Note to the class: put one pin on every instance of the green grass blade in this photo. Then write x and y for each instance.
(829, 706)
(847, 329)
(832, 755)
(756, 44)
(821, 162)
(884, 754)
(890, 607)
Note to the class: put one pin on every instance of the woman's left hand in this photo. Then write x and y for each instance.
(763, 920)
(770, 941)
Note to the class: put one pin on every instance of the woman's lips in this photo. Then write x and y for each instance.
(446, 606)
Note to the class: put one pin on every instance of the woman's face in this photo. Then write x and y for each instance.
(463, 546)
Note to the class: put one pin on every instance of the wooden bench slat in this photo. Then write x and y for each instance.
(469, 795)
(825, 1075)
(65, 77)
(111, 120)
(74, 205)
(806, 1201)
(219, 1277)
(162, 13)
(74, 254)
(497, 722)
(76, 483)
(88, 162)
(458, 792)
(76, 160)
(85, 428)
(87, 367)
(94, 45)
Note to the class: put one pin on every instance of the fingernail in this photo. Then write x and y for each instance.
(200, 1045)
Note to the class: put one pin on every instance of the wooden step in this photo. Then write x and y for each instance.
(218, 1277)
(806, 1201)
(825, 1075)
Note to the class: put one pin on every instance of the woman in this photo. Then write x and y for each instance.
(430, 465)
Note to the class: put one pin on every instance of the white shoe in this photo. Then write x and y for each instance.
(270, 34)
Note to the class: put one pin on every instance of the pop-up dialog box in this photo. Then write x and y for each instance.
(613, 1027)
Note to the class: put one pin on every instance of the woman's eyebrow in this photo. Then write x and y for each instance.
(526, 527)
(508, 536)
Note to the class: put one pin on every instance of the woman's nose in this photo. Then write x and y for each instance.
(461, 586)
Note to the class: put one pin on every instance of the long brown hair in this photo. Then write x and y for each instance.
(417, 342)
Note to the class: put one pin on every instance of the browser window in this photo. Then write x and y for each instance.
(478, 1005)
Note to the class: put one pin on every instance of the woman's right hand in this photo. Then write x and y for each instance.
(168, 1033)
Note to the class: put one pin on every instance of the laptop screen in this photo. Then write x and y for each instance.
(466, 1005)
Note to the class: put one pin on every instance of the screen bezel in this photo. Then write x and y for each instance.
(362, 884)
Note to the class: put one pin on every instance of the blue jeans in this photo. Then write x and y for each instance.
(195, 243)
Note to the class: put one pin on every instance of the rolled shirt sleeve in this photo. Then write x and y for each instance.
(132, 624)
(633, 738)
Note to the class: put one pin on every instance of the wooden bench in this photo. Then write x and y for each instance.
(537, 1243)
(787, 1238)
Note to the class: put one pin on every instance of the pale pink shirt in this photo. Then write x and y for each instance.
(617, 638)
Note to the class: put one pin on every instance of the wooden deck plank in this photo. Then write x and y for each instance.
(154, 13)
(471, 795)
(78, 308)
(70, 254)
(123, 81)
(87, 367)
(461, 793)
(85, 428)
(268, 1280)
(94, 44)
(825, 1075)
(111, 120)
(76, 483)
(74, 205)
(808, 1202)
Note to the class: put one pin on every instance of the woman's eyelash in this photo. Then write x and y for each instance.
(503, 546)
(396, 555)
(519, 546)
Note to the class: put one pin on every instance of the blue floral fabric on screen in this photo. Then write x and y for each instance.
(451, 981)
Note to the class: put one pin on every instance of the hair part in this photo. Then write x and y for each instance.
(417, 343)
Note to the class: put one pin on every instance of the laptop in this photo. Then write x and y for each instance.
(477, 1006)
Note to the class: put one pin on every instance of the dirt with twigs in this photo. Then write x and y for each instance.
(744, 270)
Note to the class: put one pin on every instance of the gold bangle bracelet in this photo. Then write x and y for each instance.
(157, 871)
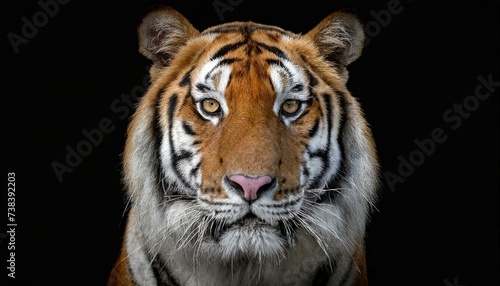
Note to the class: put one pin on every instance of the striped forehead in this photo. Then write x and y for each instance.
(215, 73)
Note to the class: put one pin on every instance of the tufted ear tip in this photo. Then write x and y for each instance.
(339, 37)
(162, 31)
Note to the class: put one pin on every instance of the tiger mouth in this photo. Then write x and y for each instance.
(251, 222)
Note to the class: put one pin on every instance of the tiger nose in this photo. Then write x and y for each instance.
(251, 186)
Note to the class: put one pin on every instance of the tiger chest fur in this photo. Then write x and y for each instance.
(247, 162)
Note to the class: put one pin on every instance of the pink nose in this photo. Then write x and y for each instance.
(250, 185)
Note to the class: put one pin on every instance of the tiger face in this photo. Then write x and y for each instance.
(247, 145)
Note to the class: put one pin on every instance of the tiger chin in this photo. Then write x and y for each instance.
(247, 162)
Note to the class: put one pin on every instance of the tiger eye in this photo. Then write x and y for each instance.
(290, 106)
(210, 105)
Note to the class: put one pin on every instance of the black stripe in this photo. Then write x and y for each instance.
(195, 170)
(188, 129)
(343, 169)
(183, 155)
(186, 79)
(227, 48)
(314, 129)
(172, 105)
(237, 29)
(157, 139)
(279, 53)
(325, 154)
(313, 81)
(203, 87)
(221, 63)
(281, 65)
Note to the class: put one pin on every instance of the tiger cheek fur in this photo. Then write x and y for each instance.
(247, 158)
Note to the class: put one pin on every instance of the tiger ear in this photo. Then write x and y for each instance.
(162, 32)
(339, 37)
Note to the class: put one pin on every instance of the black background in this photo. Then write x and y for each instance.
(438, 227)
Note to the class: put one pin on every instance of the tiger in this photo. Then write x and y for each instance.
(247, 161)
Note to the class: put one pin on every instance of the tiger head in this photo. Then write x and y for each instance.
(247, 143)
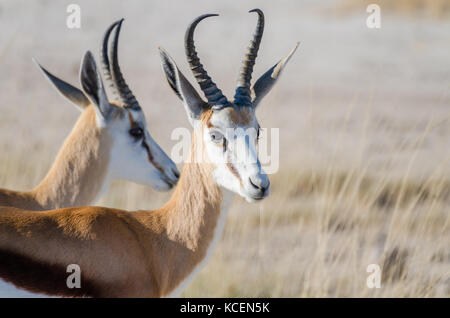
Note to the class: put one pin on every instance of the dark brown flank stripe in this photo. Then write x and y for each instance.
(44, 278)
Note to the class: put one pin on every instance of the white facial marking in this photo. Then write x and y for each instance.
(230, 137)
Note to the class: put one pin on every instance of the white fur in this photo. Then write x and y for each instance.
(226, 202)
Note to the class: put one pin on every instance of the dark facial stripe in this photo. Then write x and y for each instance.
(146, 146)
(39, 277)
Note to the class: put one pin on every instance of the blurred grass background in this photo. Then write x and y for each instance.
(364, 118)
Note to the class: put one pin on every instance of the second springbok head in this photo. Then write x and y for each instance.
(133, 153)
(228, 130)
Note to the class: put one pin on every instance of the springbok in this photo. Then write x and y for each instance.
(150, 253)
(109, 141)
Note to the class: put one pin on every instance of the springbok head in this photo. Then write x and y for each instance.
(134, 155)
(229, 130)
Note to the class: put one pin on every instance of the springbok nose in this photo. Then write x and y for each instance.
(260, 183)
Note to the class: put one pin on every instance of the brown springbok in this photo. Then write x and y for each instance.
(109, 141)
(151, 253)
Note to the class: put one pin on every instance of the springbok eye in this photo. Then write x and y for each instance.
(136, 132)
(216, 137)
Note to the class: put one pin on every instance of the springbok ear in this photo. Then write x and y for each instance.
(92, 84)
(71, 93)
(265, 83)
(193, 103)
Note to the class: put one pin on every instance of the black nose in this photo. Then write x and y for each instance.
(260, 184)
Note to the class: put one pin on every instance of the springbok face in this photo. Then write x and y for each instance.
(134, 155)
(229, 130)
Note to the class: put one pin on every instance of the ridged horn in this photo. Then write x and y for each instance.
(125, 94)
(213, 94)
(242, 95)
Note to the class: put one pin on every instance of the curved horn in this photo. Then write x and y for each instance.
(212, 93)
(242, 96)
(104, 60)
(125, 94)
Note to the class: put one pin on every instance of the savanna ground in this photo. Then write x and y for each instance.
(364, 118)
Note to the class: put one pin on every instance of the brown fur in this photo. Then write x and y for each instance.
(121, 254)
(77, 174)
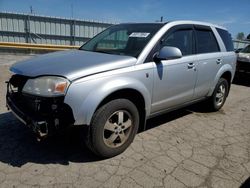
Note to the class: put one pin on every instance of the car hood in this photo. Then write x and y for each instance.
(71, 64)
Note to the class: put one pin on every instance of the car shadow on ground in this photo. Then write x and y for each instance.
(19, 146)
(242, 78)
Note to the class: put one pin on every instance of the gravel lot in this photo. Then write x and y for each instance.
(185, 148)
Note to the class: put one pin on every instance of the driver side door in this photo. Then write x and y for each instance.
(174, 80)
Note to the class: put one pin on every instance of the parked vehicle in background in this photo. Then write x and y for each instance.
(238, 50)
(122, 77)
(243, 60)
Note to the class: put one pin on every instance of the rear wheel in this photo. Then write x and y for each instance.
(113, 128)
(217, 100)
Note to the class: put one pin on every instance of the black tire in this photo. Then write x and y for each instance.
(112, 120)
(217, 100)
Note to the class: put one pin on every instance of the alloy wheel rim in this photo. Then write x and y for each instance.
(117, 128)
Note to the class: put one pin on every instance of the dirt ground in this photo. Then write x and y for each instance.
(185, 148)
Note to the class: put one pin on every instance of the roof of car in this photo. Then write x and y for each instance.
(181, 22)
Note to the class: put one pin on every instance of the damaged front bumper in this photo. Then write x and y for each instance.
(44, 115)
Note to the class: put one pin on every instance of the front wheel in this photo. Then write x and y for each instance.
(113, 128)
(219, 96)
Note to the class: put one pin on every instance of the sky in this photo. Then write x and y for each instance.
(232, 14)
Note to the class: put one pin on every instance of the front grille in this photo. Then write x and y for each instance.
(35, 108)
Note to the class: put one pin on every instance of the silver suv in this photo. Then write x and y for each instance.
(122, 77)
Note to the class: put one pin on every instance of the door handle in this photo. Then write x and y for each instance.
(191, 65)
(218, 61)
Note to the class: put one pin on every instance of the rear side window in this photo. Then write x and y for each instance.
(226, 38)
(181, 39)
(206, 41)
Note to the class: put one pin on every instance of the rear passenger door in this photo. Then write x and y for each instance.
(209, 59)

※ ※ ※

_Exercise goal_: What needs duplicating is the run of lines from the one containing "of the damaged" through the last line of the entries above, exact and complete.

_Completed exercise_:
Note to the class: put one pin on every instance of the damaged front bumper in this photo. Then write x and y for each instance.
(44, 115)
Note to the class: put one pin on every instance of the front wheel in this photo. Then write x and y for each instance.
(113, 128)
(219, 96)
Note to the class: put one pin on every instance of the sky in this photo. Then write x and y for each instance.
(232, 14)
Note to the class: put one pin on every instance of the front grille in this photo. Then write x and y for each instance.
(35, 108)
Note to the class: put one pin on every instance of the silver suv in this photo. Then write x and y for each instance.
(122, 77)
Note to the class: put one pin on every instance of the door handle in this photo. Then write x and y for each instance.
(191, 65)
(218, 61)
Note to the class: put one pin on every instance of the rear side window in this photo. Then write x and y for each instance.
(226, 38)
(181, 39)
(206, 41)
Note to the class: put one pin on every instance of the rear passenger door in this photo. Then write x and y for each instance.
(209, 59)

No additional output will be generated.